-- Data for the task --
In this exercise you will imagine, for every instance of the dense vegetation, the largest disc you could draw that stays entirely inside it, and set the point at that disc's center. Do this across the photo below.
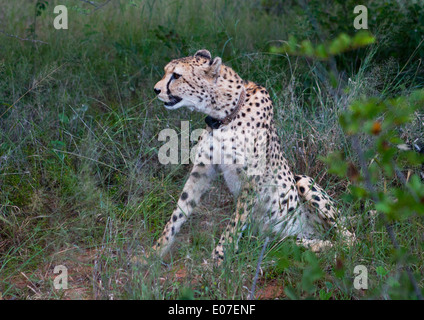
(80, 181)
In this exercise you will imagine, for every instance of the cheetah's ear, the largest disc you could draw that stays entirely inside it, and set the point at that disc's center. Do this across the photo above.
(204, 54)
(215, 66)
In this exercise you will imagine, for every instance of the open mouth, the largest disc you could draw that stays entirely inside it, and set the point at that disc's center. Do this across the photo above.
(173, 100)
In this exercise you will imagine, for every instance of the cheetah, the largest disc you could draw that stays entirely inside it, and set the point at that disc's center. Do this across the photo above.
(239, 118)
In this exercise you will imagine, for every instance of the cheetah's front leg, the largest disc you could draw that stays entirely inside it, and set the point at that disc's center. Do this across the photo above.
(233, 231)
(198, 182)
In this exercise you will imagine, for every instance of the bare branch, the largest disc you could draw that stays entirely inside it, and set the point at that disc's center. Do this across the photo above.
(370, 188)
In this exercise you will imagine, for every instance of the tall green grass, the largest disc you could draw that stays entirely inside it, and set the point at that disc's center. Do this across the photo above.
(80, 183)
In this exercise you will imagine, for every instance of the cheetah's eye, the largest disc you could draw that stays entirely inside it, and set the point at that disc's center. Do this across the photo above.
(176, 75)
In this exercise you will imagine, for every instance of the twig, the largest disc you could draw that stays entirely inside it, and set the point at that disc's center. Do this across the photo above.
(96, 5)
(389, 229)
(22, 39)
(258, 267)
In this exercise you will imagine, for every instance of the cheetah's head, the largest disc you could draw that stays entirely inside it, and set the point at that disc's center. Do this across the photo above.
(197, 82)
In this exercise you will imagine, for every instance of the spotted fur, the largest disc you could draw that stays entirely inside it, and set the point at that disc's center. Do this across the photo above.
(293, 205)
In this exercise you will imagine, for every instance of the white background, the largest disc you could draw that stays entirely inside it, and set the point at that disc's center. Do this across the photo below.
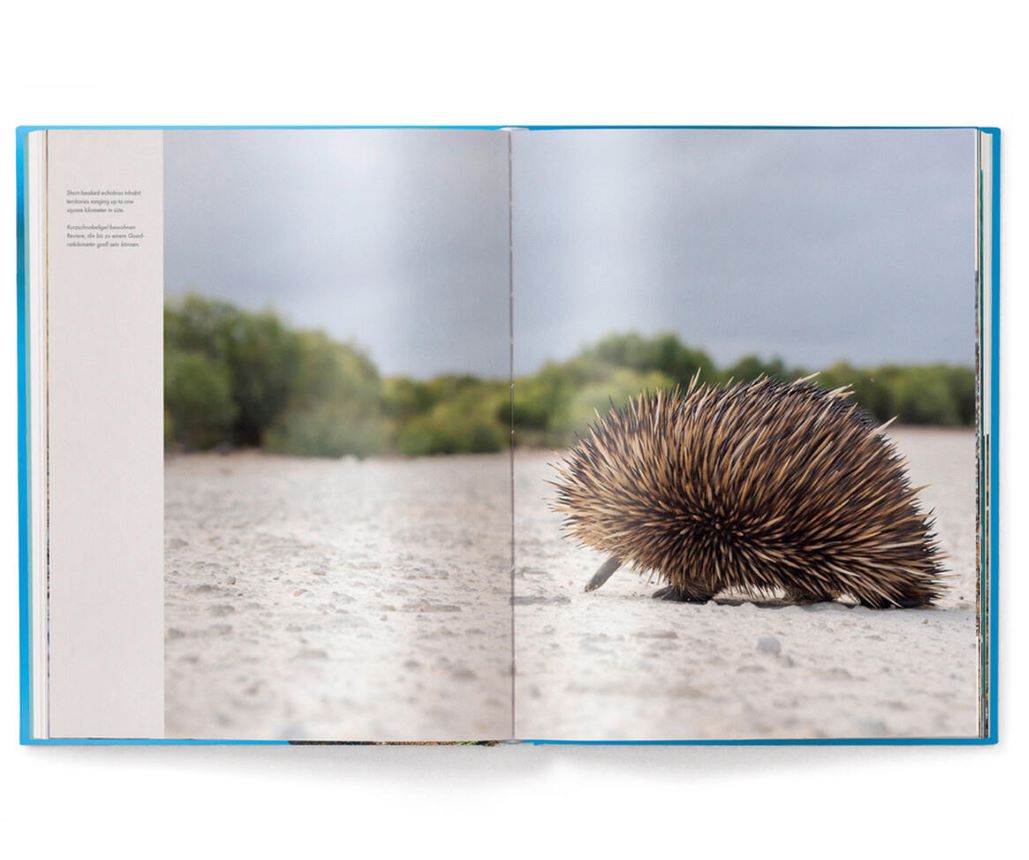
(875, 63)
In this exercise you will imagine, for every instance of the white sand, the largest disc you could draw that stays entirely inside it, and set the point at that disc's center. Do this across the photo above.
(615, 664)
(343, 600)
(338, 600)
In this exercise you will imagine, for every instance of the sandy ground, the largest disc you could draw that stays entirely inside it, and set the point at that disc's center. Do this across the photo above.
(615, 664)
(338, 600)
(344, 600)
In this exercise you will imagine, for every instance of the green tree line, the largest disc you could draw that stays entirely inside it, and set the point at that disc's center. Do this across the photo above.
(241, 379)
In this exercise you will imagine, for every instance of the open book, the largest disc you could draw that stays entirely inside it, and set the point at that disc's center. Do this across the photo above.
(493, 434)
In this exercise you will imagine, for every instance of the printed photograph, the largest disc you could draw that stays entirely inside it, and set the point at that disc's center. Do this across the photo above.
(745, 409)
(336, 392)
(625, 434)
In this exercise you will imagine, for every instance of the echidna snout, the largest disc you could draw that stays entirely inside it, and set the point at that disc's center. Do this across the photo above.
(767, 488)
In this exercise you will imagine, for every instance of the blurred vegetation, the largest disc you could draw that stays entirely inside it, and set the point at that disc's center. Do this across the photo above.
(236, 379)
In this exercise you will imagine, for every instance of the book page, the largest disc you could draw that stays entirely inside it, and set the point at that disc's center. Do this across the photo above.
(675, 290)
(336, 482)
(279, 477)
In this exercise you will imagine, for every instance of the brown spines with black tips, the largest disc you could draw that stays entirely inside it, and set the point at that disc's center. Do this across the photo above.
(764, 487)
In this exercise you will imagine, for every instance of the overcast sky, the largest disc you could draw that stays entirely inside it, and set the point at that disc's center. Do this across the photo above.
(814, 246)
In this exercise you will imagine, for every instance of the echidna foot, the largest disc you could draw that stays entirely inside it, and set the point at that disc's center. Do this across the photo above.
(805, 597)
(671, 593)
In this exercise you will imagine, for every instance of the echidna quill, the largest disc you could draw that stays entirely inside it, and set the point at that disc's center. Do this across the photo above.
(773, 489)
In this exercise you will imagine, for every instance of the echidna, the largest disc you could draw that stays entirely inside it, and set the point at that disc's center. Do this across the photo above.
(763, 487)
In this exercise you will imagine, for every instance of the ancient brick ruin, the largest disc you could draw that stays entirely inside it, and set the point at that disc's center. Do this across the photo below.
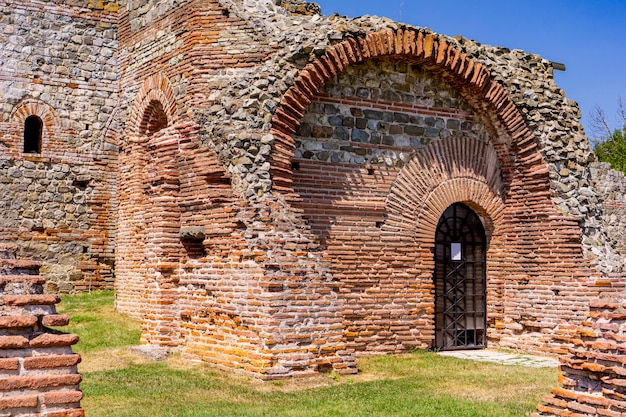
(38, 371)
(276, 191)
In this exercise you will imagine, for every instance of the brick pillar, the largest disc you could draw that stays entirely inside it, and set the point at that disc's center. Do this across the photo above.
(160, 321)
(38, 371)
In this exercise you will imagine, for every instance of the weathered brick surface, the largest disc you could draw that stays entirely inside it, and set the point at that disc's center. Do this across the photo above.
(592, 382)
(272, 180)
(38, 373)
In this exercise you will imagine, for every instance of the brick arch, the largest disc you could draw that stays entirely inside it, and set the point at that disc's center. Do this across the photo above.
(471, 78)
(445, 172)
(154, 106)
(37, 108)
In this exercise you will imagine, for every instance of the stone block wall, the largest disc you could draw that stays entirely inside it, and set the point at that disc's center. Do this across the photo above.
(59, 64)
(38, 371)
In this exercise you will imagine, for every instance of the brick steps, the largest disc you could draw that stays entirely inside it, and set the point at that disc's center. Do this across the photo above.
(38, 370)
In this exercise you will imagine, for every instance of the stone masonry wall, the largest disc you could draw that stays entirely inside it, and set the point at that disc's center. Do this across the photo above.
(351, 148)
(59, 64)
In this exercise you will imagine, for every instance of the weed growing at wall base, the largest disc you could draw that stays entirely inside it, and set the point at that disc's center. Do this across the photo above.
(416, 384)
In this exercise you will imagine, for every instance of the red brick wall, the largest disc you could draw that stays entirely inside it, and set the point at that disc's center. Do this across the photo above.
(538, 280)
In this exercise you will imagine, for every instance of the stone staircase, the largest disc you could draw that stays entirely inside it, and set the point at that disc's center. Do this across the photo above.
(38, 371)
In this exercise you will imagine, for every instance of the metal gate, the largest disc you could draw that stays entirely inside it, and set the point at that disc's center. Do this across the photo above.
(460, 280)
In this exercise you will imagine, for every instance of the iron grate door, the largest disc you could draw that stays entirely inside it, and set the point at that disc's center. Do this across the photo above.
(460, 280)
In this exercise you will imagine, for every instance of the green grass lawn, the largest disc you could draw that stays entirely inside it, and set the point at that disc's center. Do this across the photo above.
(117, 383)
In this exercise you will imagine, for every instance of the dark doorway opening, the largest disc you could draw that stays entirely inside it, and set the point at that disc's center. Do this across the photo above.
(460, 280)
(33, 128)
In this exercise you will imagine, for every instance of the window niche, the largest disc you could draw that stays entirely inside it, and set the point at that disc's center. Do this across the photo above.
(154, 119)
(33, 132)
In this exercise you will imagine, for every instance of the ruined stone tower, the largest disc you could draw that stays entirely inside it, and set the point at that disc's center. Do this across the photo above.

-- Stated goal --
Repeat the data exactly, without the pictures.

-- Exercise response --
In this exercise you will imagine, for every instance of the dense vegetation, the largest disc you could draw that stays entirely inside it, and set the point at that disc's center. Do this across the photo below.
(80, 181)
In this exercise you will imagine, for every instance of the cheetah's ear, the largest disc you could draw that stays entirely inside it, and set the point at that disc's center. Do this across the photo above.
(204, 54)
(215, 66)
In this exercise you will imagine, for every instance of the open mouth, the largest disc you could draw that stays entirely inside it, and set the point at that disc's center. Do this across the photo above.
(173, 100)
In this exercise you will imagine, for every instance of the cheetah, the largest disc you could draw that stays entirely inside it, and set the point at that disc's center. Do this across the photo above.
(239, 118)
In this exercise you will imagine, for every instance of the cheetah's front leg, the largest disc you could draw that stays entirely inside it, and set the point at that disc's center. Do this across the photo above.
(233, 231)
(198, 182)
In this exercise you will imagine, for every instance of the bare branch, the largest disc you could draw that stays entirely inside it, and set the point at that disc's center. Do this across the photo above.
(370, 188)
In this exercise you will imagine, for every instance of the tall green grass, the largest disc you could draw that stays entirely inside it, and set the point at that disc's center. Do this across the photo above.
(80, 183)
In this exercise you will imagine, for every instance of the cheetah's eye, the largest disc you could draw that stays entirely inside it, and set the point at that disc's center. Do this across the photo above.
(176, 75)
In this exercise you will imagine, for every instance of the twig, the largest disc you could draw that stays entirely inside it, and set the point at that disc's center. Do this across the photo above.
(96, 5)
(389, 229)
(22, 39)
(258, 267)
In this exercise you will imagine, for every instance of the cheetah's head, the largest disc you could draw that stays entirely inside it, and set the point at that disc's center. Do this across the photo above.
(197, 82)
In this exercise you will imagine, for every instance of the spotted fur, the largest disc you could draw that stays entirely inside it, and set the point at that disc's center. Do this across the photo above.
(293, 205)
In this exercise you will imagine, for every instance of the white background, the largest disc you could draw that stays entirely inside it, and set the point at that disc's center. Do this across the photo below.
(875, 63)
In this exercise you will imagine, for every instance of the white sand, the largest disc you could draw that stays entirely inside it, and set the point at that disc's center. Do this across the photo above.
(615, 664)
(343, 600)
(338, 600)
In this exercise you will imagine, for every instance of the sandy ground, the largest disc you could draw that stays entirely inside it, and set the point at that disc's center. Do this across the photo above.
(615, 664)
(338, 600)
(344, 600)
In this exercise you will imagine, for every instance of the green tree line, the largest disc you could draw that stays entirely inside it, and set the point at that disc's center. Do this across the photo above.
(241, 379)
In this exercise you will imagine, for every instance of the open book, the largest disc you could draw that stays entirely inside it, and set the point at that disc's center. Do this across the photo above.
(493, 434)
In this exercise you will imagine, for every instance of the printed photograph, the largest disc you could draw that stays entirely inside it, and set the point at that disc's center. Do this across the photo above.
(745, 409)
(336, 392)
(625, 434)
In this exercise you will imagine, for every instance of the echidna snout, the largest disc you could draw that stays entirely inside it, and set the point at that disc's center. Do this across the photo above.
(767, 488)
In this exercise you will imagine, for every instance of the blurred vegetation, the largest disc you could draw that stays entirely inside it, and set the point at that disc's center. Do this across the photo above.
(236, 379)
In this exercise you will imagine, for every instance of the book page, the largest disc you could draw that stays entirely inside it, and set the point at that disc's center. Do this across the photo above.
(675, 290)
(336, 482)
(279, 477)
In this exercise you will imagine, for every instance of the brown spines with black tips, the largest disc you could draw that stays entirely inside it, and set the point at that disc's center. Do this across the photo above.
(764, 487)
In this exercise you will imagine, for every instance of the overcast sky, the largest disc you could draw that stays entirely inside it, and set the point at that disc's center. Do this across the photo above.
(814, 246)
In this exercise you will imagine, for every instance of the echidna foot, the largest disc you could draw that stays entirely inside it, and set the point at that disc's center. Do this across the photo above.
(805, 597)
(671, 593)
In this exercise you will imagine, for every instance of the echidna quill, the largest disc you could draw that stays entirely inside it, and set the point at that disc's center. Do this across the photo above.
(773, 489)
In this exercise you will imagine, for every instance of the echidna, the largest disc you could draw that stays entirely inside it, and set the point at that disc's center. Do this across the photo above.
(763, 487)
In this exercise you will imagine, for every instance of the ancient brick ruin, the largest disc you could draw that stays entirely inside it, and set the point at that disc's center. Do this across the photo below.
(38, 371)
(276, 191)
In this exercise you will imagine, for every instance of the brick pillar, the largest disc you could draw that stays entirely inside it, and set the point at that disc's center. Do this across the photo above.
(160, 321)
(38, 371)
In this exercise you will imagine, for every instance of the weathered brick surface, the largest disc you could draw that stays entirely inside it, and set the point at that disc's center. Do this across the photo above.
(592, 382)
(272, 180)
(38, 373)
In this exercise you will imagine, for every instance of the brick arch, the largest disc you could draw that stays entirely inside it, and set the point at that disc's center. Do this across the photo above.
(471, 78)
(445, 172)
(154, 106)
(37, 108)
In this exercise you will imagine, for every instance of the stone block wall, the largest disc you could draw that stays entirely inside it, and set the point at that disc's center. Do this across the photo above.
(59, 64)
(38, 371)
In this exercise you will imagine, for every instance of the brick steps, the largest disc you could draw that stays entirely inside it, and set the point at that disc's center. Do this across the photo above.
(38, 370)
In this exercise you will imagine, for every instance of the stone masonry wall, the largest disc you could draw that stays entirely inside it, and set the point at that disc's center. Do this across the photo above.
(351, 148)
(59, 64)
In this exercise you will imagine, for every instance of the weed growing at wall base, the largest disc you could draw that stays entirely inside it, and set the point at that disc's center. Do this across the photo above.
(416, 384)
In this exercise you will imagine, for every instance of the red brick wall, the largest disc you could draw that stays entirely inside it, and set the point at that disc's center. Do this across the photo above.
(538, 280)
In this exercise you will imagine, for every instance of the stone staircase, the largest disc you could draw that stays entirely inside it, and set the point at that disc's center. Do this across the photo above.
(38, 371)
In this exercise you will imagine, for every instance of the metal gate, the largest disc you could draw that stays entirely inside it, and set the point at that disc's center. Do this across the photo above.
(460, 280)
In this exercise you will imagine, for every instance of the iron grate door, the largest disc you could draw that stays entirely inside it, and set the point at that disc's center. Do this across the photo above.
(460, 280)
In this exercise you will imagine, for every instance of the green grass lawn, the largest disc you could draw that stays entirely inside it, and set the point at that disc's center. Do this across the photo above.
(117, 383)
In this exercise you will imagine, for every instance of the dark doorway opening, the largest disc you could draw that stays entirely inside it, and set the point at that disc's center. Do this across the photo above.
(460, 280)
(33, 128)
In this exercise you will imagine, for every instance of the window niche, the largest disc you could draw that stays entirely inside it, and set the point at that disc's center. Do this across the photo above.
(154, 119)
(33, 132)
In this exercise you will imagine, for every instance of the ruined stone tower, the largest disc you could draw that stays entirely inside it, and set the point at that disc's center. Do this across the photo above.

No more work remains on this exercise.